*GIVEN PROBLEM:*
Reproduce, unchanged, the items from the line containing "Screenshot question: where is the closet interior" through the line containing "[522,101,640,325]", including both of those lines.

*RECORDS SUPPLIED:*

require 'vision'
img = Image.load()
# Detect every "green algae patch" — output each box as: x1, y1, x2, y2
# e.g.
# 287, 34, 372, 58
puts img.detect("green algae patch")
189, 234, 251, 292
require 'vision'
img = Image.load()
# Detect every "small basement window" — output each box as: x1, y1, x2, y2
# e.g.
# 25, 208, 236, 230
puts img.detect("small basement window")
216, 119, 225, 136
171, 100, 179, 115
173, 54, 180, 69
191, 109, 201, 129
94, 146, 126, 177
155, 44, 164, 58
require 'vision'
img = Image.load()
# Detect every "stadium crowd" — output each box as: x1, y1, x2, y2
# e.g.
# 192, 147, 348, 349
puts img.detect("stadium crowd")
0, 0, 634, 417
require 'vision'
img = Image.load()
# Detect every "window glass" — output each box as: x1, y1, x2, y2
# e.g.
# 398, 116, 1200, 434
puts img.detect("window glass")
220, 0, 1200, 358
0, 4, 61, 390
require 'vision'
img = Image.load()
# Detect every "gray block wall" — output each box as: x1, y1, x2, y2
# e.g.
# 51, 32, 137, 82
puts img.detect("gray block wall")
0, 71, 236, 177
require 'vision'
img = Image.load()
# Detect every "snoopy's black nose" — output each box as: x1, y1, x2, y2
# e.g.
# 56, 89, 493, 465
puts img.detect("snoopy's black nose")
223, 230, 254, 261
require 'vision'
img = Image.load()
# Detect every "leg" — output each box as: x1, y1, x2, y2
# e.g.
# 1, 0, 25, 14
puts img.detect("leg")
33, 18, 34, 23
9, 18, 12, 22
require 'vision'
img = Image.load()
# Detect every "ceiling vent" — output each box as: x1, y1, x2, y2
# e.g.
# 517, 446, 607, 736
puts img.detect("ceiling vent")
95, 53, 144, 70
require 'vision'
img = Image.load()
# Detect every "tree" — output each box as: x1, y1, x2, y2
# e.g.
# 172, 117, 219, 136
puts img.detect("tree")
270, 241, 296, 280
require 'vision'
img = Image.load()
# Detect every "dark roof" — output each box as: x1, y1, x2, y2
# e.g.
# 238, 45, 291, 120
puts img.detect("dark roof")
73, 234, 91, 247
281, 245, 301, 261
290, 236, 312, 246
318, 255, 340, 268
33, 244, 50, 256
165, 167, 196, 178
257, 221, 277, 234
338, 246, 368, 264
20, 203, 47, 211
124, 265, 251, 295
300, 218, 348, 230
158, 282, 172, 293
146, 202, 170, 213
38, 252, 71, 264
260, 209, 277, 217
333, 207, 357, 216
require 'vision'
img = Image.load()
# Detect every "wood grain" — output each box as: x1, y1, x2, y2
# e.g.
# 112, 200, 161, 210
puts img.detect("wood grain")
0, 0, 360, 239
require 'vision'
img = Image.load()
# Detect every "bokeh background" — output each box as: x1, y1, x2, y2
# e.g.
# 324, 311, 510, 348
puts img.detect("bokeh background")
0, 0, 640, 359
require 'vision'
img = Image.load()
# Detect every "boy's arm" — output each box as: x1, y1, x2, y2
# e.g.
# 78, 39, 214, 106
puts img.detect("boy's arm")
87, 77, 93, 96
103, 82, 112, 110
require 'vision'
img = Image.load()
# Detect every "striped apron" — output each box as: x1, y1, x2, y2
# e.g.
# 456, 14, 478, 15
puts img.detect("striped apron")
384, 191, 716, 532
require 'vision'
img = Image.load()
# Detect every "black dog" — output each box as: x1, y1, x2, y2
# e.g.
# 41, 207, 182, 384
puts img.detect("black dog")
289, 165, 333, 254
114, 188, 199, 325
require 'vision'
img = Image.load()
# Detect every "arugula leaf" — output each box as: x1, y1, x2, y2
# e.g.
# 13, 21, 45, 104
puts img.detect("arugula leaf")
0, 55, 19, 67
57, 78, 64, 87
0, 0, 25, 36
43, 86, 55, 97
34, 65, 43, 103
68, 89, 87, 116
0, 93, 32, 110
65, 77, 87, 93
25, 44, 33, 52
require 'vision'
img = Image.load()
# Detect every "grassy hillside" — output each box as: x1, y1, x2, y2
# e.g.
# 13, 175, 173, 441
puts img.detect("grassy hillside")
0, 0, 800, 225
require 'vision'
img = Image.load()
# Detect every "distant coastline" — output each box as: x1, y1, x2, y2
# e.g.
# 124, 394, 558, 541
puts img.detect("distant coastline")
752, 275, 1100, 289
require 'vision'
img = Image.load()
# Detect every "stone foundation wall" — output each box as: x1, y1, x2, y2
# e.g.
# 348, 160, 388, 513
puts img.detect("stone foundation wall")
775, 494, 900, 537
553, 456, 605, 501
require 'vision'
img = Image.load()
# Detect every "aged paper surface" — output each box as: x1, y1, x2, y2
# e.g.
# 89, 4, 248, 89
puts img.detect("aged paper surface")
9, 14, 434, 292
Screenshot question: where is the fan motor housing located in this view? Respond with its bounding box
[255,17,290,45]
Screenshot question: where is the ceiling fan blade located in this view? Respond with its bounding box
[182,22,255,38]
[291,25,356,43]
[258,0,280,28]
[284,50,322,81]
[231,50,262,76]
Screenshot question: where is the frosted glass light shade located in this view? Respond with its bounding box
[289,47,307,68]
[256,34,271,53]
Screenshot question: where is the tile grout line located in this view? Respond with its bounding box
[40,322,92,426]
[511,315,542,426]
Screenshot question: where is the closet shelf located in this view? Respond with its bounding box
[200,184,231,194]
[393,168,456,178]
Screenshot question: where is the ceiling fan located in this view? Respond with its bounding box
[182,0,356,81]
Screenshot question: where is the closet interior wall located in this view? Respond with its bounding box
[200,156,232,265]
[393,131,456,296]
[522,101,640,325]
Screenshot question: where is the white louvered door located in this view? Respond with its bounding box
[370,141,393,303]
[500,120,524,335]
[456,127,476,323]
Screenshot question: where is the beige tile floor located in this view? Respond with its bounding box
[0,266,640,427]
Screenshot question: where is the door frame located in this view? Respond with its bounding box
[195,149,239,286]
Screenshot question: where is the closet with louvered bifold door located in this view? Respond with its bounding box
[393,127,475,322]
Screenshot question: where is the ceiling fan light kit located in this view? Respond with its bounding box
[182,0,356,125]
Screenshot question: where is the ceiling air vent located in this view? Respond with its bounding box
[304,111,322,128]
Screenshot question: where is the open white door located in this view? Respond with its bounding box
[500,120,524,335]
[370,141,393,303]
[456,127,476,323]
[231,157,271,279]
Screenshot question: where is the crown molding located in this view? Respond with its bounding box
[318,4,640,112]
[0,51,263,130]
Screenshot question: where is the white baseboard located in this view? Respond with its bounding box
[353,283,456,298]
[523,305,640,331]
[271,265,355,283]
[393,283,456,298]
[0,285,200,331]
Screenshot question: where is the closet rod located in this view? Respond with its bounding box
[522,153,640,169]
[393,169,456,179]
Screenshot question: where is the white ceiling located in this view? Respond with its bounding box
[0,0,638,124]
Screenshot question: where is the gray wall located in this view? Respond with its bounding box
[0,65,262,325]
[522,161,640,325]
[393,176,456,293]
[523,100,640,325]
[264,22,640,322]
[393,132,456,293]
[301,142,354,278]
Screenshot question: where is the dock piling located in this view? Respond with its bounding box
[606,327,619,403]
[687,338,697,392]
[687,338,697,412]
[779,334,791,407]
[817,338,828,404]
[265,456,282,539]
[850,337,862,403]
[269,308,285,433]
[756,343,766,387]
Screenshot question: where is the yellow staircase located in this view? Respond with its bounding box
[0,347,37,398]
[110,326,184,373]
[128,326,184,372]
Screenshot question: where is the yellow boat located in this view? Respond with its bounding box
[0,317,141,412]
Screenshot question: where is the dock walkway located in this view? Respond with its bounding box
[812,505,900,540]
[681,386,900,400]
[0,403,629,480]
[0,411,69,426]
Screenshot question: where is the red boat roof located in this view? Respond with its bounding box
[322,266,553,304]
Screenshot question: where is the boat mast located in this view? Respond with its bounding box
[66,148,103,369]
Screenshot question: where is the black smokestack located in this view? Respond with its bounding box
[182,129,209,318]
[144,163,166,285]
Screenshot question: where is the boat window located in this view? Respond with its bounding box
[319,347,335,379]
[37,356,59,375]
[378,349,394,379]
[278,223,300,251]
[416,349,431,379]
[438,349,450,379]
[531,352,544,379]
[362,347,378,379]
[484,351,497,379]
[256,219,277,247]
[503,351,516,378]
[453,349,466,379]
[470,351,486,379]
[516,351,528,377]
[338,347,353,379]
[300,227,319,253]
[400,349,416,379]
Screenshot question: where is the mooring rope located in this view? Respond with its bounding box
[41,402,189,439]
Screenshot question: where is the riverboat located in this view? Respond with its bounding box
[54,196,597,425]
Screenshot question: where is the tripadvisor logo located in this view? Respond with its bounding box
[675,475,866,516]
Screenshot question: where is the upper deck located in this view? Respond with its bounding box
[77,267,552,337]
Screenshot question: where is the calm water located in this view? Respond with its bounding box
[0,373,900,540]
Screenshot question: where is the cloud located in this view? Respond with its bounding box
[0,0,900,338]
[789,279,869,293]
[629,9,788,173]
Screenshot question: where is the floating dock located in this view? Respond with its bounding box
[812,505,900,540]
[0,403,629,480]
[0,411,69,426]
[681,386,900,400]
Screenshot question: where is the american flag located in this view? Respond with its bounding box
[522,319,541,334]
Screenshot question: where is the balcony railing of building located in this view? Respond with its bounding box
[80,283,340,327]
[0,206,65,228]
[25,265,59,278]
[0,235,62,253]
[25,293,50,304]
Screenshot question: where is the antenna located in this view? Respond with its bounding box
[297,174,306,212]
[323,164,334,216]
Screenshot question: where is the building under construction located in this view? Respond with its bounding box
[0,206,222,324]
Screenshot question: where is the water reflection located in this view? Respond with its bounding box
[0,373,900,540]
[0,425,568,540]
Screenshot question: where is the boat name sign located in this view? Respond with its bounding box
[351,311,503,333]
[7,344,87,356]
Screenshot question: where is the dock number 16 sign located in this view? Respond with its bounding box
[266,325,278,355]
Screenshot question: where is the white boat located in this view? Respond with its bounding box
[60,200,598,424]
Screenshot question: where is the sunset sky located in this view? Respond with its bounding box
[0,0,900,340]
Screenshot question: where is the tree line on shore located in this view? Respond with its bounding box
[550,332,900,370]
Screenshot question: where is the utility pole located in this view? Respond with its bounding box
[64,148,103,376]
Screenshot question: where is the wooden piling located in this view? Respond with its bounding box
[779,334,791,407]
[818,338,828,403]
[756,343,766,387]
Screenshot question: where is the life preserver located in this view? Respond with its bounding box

*FULL SOLUTION:*
Screenshot question: where is the closet interior wall located in this view? Respond with its bounding box
[200,156,232,265]
[393,131,456,296]
[522,101,640,325]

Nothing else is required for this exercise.